[Begin Supplied information]

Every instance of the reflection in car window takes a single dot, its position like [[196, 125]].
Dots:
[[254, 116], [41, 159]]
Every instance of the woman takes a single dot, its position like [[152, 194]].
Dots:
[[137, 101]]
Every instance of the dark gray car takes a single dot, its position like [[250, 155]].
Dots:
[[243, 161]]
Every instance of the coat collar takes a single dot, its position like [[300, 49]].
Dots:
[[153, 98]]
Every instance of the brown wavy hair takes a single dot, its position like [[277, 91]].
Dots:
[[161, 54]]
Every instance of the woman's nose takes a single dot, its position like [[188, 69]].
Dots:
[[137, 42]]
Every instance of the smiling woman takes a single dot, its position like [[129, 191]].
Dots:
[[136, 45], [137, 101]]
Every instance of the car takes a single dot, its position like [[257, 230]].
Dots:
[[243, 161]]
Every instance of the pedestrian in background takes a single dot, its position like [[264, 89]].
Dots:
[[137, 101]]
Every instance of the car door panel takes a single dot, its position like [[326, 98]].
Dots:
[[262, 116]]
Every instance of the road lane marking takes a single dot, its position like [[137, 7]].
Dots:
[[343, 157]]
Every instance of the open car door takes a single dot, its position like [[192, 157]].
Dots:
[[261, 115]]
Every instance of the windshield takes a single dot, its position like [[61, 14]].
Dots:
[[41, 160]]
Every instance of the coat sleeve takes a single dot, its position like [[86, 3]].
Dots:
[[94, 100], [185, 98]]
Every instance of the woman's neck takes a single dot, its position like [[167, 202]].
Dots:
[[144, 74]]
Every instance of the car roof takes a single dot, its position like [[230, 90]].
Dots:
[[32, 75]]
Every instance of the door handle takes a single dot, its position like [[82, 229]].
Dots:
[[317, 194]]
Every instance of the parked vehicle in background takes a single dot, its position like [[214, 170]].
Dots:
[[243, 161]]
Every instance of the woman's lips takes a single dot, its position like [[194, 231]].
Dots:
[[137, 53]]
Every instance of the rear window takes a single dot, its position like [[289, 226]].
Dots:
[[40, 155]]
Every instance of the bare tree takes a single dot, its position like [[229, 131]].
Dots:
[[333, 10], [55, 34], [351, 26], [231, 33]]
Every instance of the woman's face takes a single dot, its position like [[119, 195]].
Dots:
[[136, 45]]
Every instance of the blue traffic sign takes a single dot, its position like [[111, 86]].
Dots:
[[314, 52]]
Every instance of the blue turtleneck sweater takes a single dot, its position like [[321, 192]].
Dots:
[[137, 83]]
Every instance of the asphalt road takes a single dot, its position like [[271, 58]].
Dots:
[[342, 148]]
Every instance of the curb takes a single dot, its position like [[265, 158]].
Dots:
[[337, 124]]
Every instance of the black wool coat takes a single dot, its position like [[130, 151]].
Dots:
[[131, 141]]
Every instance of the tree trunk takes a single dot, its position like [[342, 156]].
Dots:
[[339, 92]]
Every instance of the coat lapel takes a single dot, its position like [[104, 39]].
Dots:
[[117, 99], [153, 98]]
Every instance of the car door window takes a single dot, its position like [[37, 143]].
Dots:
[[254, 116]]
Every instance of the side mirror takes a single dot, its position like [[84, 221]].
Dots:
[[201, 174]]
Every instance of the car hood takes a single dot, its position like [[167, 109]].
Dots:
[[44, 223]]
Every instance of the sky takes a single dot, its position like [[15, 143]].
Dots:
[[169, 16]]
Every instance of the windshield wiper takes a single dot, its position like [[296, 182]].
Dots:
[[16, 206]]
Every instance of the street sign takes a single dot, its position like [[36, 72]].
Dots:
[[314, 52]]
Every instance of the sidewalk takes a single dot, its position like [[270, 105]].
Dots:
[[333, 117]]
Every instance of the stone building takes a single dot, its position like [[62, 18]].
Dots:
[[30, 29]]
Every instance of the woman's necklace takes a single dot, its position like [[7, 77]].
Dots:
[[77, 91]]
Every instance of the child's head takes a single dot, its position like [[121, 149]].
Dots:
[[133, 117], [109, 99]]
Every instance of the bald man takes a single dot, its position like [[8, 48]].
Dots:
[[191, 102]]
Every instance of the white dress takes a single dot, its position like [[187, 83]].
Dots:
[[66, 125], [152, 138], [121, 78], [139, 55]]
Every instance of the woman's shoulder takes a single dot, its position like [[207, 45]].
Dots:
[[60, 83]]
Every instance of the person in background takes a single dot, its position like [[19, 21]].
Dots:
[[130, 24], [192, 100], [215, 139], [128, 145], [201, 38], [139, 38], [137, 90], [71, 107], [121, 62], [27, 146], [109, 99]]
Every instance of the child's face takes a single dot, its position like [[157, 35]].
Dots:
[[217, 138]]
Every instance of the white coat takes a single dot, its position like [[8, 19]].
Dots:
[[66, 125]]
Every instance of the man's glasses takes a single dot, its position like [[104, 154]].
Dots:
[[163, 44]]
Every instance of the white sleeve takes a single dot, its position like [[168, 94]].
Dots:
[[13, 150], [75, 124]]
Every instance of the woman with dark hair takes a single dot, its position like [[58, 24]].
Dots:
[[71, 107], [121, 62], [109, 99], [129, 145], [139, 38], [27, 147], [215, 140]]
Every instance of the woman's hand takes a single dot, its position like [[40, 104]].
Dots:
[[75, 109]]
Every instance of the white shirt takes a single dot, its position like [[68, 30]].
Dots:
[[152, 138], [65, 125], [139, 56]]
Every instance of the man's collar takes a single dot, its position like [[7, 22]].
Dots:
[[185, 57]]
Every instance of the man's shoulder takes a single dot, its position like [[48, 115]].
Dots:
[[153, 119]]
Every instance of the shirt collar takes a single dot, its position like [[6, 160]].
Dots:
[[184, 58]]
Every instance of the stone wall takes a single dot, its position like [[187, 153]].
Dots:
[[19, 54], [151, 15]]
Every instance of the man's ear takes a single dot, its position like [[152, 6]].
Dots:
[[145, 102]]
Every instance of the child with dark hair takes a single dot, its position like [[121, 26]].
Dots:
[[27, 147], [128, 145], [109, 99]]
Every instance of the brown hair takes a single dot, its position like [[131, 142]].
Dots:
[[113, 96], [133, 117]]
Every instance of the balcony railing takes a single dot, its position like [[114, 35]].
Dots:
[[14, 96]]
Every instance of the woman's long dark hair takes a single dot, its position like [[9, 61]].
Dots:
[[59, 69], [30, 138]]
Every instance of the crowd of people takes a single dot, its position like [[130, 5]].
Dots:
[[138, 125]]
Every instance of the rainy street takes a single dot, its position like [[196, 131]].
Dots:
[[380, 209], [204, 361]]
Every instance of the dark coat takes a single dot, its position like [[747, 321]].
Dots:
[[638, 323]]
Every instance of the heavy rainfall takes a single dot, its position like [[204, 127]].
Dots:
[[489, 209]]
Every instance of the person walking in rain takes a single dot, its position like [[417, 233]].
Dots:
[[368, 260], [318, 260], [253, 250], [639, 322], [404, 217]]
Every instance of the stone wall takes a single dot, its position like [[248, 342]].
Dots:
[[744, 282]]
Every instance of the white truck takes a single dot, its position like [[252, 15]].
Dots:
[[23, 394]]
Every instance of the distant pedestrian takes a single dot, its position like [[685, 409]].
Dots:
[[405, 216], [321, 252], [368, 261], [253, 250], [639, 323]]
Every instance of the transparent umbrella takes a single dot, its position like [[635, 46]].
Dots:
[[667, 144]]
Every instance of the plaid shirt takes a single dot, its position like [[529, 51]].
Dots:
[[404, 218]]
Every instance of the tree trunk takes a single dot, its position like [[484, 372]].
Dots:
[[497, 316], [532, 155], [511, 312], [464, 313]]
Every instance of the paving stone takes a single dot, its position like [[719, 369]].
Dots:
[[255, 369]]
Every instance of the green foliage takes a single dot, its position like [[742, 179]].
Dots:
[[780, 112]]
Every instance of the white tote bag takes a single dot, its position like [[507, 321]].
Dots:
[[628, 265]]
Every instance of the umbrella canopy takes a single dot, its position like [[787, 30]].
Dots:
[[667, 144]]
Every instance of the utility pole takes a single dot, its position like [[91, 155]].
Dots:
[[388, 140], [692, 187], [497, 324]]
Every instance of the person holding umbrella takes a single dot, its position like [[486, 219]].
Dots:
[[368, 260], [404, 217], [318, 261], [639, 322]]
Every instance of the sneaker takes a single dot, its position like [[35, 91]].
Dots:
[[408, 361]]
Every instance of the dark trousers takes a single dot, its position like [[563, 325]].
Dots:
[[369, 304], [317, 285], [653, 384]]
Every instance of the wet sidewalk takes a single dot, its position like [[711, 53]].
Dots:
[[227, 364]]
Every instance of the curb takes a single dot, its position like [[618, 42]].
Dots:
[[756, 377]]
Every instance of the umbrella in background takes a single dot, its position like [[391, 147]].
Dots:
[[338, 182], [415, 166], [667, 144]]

[End Supplied information]

Work to be completed: Please retype the items above, from the first line through the line that contains "[[343, 157]]", including both of those lines.

Answer below:
Every instance of the reflection in car window takes a single dot, its position like [[196, 125]].
Dots:
[[254, 116], [41, 159]]
Every instance of the woman takes a single dot, its position like [[152, 194]].
Dots:
[[137, 101]]
Every instance of the dark gray car takes a single dot, its position like [[250, 155]].
Dots:
[[243, 161]]
Every instance of the coat collar takes a single dot, its position like [[300, 49]].
Dots:
[[153, 98]]
Every instance of the brown wavy hair takes a single dot, its position like [[277, 91]].
Dots:
[[161, 54]]
Every instance of the woman's nose takes a single dot, its position like [[188, 69]].
Dots:
[[137, 42]]
Every instance of the smiling woman takes a single dot, its position like [[129, 191]].
Dots:
[[136, 45], [137, 101]]
Every instance of the car takes a single dot, its position like [[257, 230]].
Dots:
[[243, 161]]
Every instance of the pedestrian in background takes a single dot, its position like [[264, 89]].
Dots:
[[137, 101]]
Every instance of the car door panel takes a single dot, its position like [[326, 98]].
Dots:
[[262, 116]]
Every instance of the road lane marking takes a single dot, its position like [[137, 7]].
Dots:
[[343, 157]]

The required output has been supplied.